# start of Given records

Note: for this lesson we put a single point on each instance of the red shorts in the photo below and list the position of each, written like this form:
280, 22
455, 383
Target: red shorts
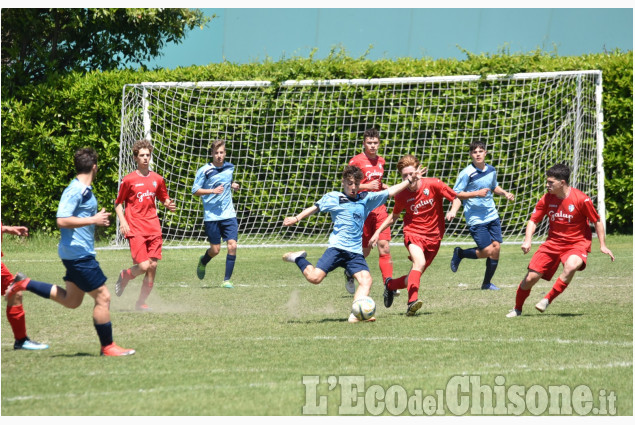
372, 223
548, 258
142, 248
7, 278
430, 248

# end of Given records
# start of Given records

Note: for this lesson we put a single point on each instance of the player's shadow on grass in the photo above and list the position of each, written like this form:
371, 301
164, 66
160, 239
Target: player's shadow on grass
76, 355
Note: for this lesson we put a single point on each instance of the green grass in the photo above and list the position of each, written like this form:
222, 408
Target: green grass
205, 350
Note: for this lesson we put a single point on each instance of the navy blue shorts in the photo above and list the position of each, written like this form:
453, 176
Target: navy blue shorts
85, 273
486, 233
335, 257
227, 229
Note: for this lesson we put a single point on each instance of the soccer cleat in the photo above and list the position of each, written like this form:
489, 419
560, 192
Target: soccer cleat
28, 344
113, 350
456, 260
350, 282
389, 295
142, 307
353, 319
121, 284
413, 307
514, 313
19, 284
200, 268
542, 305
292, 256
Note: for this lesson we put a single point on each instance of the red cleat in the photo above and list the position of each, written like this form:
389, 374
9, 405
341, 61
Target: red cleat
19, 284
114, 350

# end of Given records
# start of Given records

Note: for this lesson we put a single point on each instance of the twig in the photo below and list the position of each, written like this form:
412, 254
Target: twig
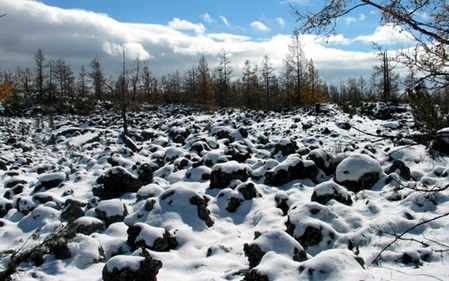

# end of Given records

- [Written task] Pull out every line of the data above that contains the string "this".

- [Exercise output]
Note: for this lesson we put a single point on each instance of the red shorts in the photo below and list the position of each, written like this form:
Note: for this lesson we put a single point on each instance of the player's shadow on grass in the photo above and list the position of each, written like this form:
Note: for this lesson we put a single point on each instance of the green grass in the photo above and list the position of each, written like this form:
Note: for this lesson we put a single point on each instance of the navy blue shorts in the photo above and list the position of each, written like this form:
Note: for this lesson we put a single point on each instance of the soccer cleat in the photo above and list the position of each, written like this form:
Note: for this lesson we put a single point on each instance of the red cleat in the photo above and list the position of each, written like this form:
Note: for this lesson we put a single point on each instance of the twig in the photo below and list the position of each, written like this form:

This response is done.